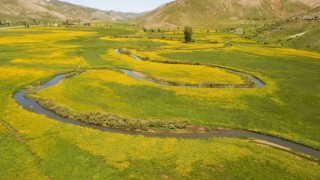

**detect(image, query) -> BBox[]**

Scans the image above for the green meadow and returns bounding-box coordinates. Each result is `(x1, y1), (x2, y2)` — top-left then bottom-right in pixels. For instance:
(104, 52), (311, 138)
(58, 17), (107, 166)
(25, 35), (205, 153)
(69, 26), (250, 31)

(0, 23), (320, 179)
* * * *
AIM: Retype the data above word for word, leaving out the picture.

ANSWER IN FULL:
**detect(image, query) -> BBox[]**

Scans the image above for the green meadow and returns bounding-box coordinates. Each result is `(x1, y1), (x2, y2)` — top-left then bottom-right in pixels. For instance:
(104, 52), (311, 138)
(58, 17), (107, 166)
(25, 35), (205, 153)
(69, 26), (250, 31)

(0, 23), (320, 179)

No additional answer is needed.